[Information provided Boundary: Start]
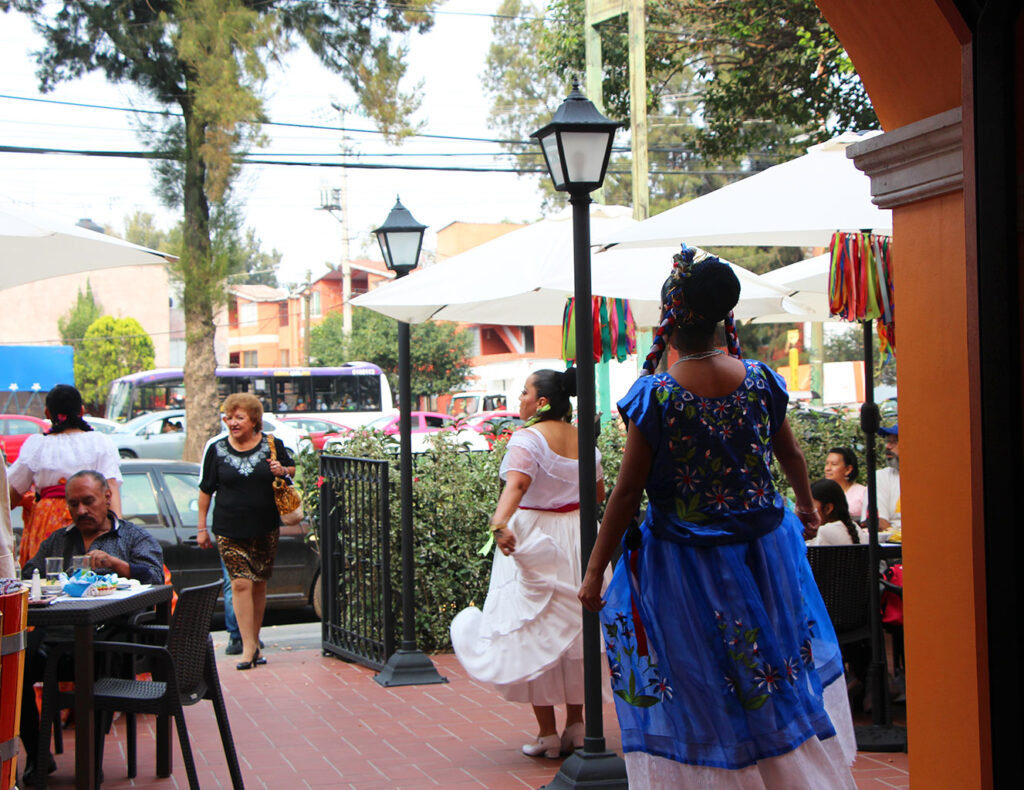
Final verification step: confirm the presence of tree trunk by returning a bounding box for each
[181,103,222,462]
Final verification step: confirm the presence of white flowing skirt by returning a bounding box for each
[450,508,597,705]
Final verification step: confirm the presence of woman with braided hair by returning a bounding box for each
[579,248,856,788]
[8,384,122,567]
[451,368,605,760]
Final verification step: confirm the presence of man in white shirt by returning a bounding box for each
[870,424,901,531]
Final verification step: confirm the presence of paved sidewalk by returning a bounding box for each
[31,623,910,789]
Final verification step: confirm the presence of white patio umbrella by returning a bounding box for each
[597,133,892,251]
[0,204,176,290]
[749,254,833,324]
[554,245,818,327]
[353,204,638,325]
[354,205,811,327]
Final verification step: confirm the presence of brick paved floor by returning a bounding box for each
[28,626,910,789]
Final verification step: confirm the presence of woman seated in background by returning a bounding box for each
[807,478,867,546]
[823,446,867,521]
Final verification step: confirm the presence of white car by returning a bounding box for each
[84,415,121,434]
[113,409,304,459]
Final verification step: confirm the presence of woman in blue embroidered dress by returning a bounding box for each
[578,248,856,788]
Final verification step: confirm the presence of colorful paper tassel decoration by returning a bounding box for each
[562,296,637,364]
[828,231,896,353]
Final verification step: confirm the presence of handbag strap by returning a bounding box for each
[267,433,277,461]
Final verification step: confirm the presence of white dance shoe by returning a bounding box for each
[522,733,561,758]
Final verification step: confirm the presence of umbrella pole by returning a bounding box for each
[855,318,907,751]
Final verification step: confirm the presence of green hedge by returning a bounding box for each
[300,410,881,653]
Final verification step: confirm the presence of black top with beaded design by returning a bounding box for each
[199,435,294,539]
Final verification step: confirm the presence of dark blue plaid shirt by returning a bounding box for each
[24,515,164,585]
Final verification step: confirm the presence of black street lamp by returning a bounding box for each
[373,196,446,688]
[531,84,627,789]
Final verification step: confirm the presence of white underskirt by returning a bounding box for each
[622,677,857,789]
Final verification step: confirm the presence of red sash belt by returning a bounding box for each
[519,502,579,513]
[37,484,66,500]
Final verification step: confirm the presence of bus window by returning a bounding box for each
[273,377,313,413]
[313,378,335,412]
[355,376,382,411]
[137,381,185,416]
[107,380,132,422]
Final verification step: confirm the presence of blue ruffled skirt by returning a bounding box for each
[601,510,847,771]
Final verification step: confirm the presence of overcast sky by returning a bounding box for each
[0,0,552,286]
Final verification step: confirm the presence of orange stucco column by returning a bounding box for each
[816,1,990,785]
[894,193,989,788]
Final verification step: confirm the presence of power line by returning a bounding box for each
[0,144,753,177]
[0,93,532,146]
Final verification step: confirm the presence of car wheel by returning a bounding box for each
[119,449,137,459]
[312,573,323,621]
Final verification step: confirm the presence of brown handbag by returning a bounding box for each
[268,435,304,526]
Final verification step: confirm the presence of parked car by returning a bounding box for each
[9,459,320,615]
[120,459,319,613]
[0,414,50,463]
[464,410,524,448]
[112,409,304,459]
[364,411,490,452]
[280,416,352,451]
[83,415,120,434]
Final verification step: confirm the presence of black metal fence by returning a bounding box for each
[319,455,394,670]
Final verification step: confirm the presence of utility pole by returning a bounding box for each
[584,0,649,220]
[332,101,353,334]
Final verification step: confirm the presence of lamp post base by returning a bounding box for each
[374,648,448,687]
[539,747,628,789]
[855,724,908,752]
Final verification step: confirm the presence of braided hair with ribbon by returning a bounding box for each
[642,245,742,375]
[44,384,94,434]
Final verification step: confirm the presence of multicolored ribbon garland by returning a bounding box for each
[828,231,896,355]
[562,296,637,364]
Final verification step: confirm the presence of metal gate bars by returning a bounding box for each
[319,455,394,669]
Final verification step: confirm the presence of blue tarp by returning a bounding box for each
[1,345,75,392]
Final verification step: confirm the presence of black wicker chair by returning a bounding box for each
[39,581,244,789]
[805,545,873,646]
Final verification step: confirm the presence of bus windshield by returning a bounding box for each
[105,365,394,428]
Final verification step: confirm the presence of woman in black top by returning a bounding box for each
[198,393,295,670]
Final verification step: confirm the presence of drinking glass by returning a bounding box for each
[72,555,91,573]
[45,557,63,583]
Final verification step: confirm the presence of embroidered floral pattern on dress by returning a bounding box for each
[214,437,269,476]
[604,611,666,709]
[650,362,780,522]
[715,609,817,711]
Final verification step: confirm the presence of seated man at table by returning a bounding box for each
[19,469,164,786]
[861,423,901,533]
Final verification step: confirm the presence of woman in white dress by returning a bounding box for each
[7,385,122,566]
[451,368,603,759]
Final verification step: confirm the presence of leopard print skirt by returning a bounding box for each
[218,529,280,582]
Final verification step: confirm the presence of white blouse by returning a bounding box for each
[807,520,869,546]
[499,427,602,511]
[7,431,122,494]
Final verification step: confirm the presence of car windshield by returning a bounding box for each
[366,414,395,430]
[117,411,184,433]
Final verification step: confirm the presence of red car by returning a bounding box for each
[0,414,51,463]
[279,416,352,451]
[464,410,524,448]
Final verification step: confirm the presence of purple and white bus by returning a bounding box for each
[105,363,394,428]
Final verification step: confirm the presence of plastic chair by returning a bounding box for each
[39,581,244,789]
[805,545,873,645]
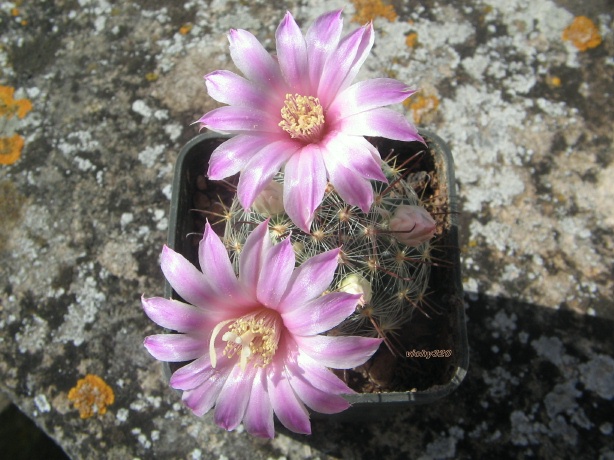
[Information provided Boundary: End]
- Requirement: A word-for-word restatement of all the lines above is needed, with the pictures omitted.

- Your response:
Final verification step: confirm the presence of tree trunk by returning a bounding box for each
[181,103,222,462]
Final verification step: confirm the presence of white flowing skirt by returning a bounding box for each
[450,508,597,705]
Final verification step: confirm the presence of woman with braided hair by returning a bounding box for each
[579,248,856,788]
[8,384,122,567]
[451,368,605,760]
Final verification step: confirm the presence of man in white shirt by returning a bounding box for each
[870,424,901,531]
Final verification step: confirm the presence of paved sidewalk by returning a bounding box for each
[31,623,910,789]
Final verification step: confirm the presence of white patio umbrella by returning a bounding box for each
[597,133,892,251]
[0,204,176,290]
[749,254,833,324]
[554,245,818,327]
[353,204,638,325]
[354,205,811,327]
Final verification step: confirm the presence of brick paved floor by returning a bounding box for each
[28,626,910,789]
Final verification step: confirm the presence of woman seated in background by returning a bounding box for each
[807,478,867,546]
[823,446,867,521]
Final verification step: confirm the presence of white car by returning a bounding box for each
[84,415,121,434]
[113,409,304,459]
Final verification step: confirm the presence of woman in blue embroidered dress by returning a bounding box for each
[578,248,856,788]
Final verification step: confirm the presence of colorful paper tassel decoration by returning a bounding box for each
[562,296,637,364]
[828,231,896,353]
Final verification step: confirm the presence of handbag strap by returning a bounding box for each
[267,433,277,461]
Final verification step: confirm the presence of white dance shoe by returning a bounding box for each
[522,733,561,758]
Final verification step: confirm the presence of umbrella pole by returning a bounding box for each
[855,318,907,751]
Final verification step: confirm the presence of green hedge by returning a bounding box for each
[300,410,881,653]
Final verification step: confirm the presence of black top with beaded design by returning a bounding box for each
[199,435,294,539]
Final verification step: confirm the presence of dark blue plaid shirt by returning a bounding box for each
[24,515,164,585]
Final verification step: confirm the presence of black street lamp by returning a bounding box for each
[373,196,446,688]
[531,84,627,789]
Final verification step: confirm the presence of white underskirt by returning a bounding box for each
[622,677,857,789]
Final verification step: confirm the presence of red sash belt by returning a bounding box for each
[519,502,579,513]
[37,484,66,500]
Final verification step: confirm the presence of bus window by returning a bounding box for each
[273,377,313,413]
[313,378,335,412]
[355,376,382,411]
[137,381,185,416]
[107,380,132,422]
Final verification step: confirm the presence of blue ruffled skirt by returning a bounding box for each
[601,510,847,771]
Final verification step: confirm the presence of overcast sky by returning a bounding box for each
[0,0,552,286]
Final verification step: confirm the presence of orange stucco column by returning a bounding box for each
[816,1,990,785]
[894,193,989,788]
Final verification step: confirm the presence of power line by returning a bounding box for each
[0,144,753,177]
[0,93,532,146]
Final verification step: confirm the presence of car wheel by returning a bounding box for each
[119,449,137,459]
[312,573,323,621]
Final verification step: confirm the presence of brown handbag by returning a bounding box for each
[268,435,304,526]
Final verification step: confirm the presence of parked car by returning a bounding box for each
[9,459,320,615]
[120,459,319,613]
[0,414,50,463]
[464,410,524,448]
[112,409,304,459]
[364,411,490,452]
[280,416,352,451]
[83,415,120,434]
Final verification step: confirm the presence of black metal fence by returning a bounding box for each
[319,455,394,670]
Final verification step: confirm the presence of utility pole by returning a bounding box for each
[584,0,649,220]
[332,101,353,334]
Final verification step: confirm the presence of lamp post base by returning a bounding box for each
[374,648,448,687]
[539,747,628,789]
[855,724,908,752]
Final verification step: confirm the presence of braided hair with ribbon by returning a bounding box for each
[642,245,742,375]
[44,384,94,434]
Final verification step: confirm the presence of multicolored ribbon garland by returning a bounding box for each
[828,231,896,355]
[562,296,637,364]
Final verification step: confirm the presence of metal gate bars by returning a bounding box for each
[319,455,394,669]
Final verification step: confirm the presence of blue tarp by returning a bounding box for each
[1,345,75,392]
Final verification step: confirm the presence of black wicker chair by returning a bounding box for each
[39,581,244,789]
[805,545,873,646]
Final verification step: confirm the presence of bus windshield by returning a bounding box for each
[105,365,394,428]
Final verification step: confirm the presence of woman in black top by returning a bounding box for each
[198,393,295,670]
Final verification step: confirm the presence of drinking glass by returning a bounding box for each
[72,555,91,573]
[45,557,63,583]
Final verification step: confirm the presence of embroidered floral pattern on dress by returning a bounding box for each
[214,437,269,476]
[604,611,666,709]
[650,362,780,522]
[715,609,817,711]
Final verification step: confirm the presence of seated man at table by returning a bounding box for each
[19,469,164,786]
[861,423,901,533]
Final verification step: confirm the presence of woman in white dress by returning a bounding box for each
[7,385,122,566]
[451,368,603,759]
Final verification step: confirm the presence of leopard print skirt by returning a bounding box for each
[218,529,280,582]
Final verification step: confirm the presence of white blouse by returning a bounding box for each
[807,520,869,546]
[499,427,602,511]
[7,431,122,494]
Final verification step: confirm the presence of car windshield by returning a bounding box for each
[366,414,395,430]
[117,411,184,433]
Final verification step: confirm the presence of red car by returning a bounding box for each
[0,414,51,463]
[279,416,352,451]
[464,410,524,448]
Final verification step: confirm the presence of purple and white bus by returning a bounding box for each
[105,363,394,428]
Final verification step: confirm the presence of plastic chair by returning a bounding box for each
[39,581,244,789]
[805,545,873,645]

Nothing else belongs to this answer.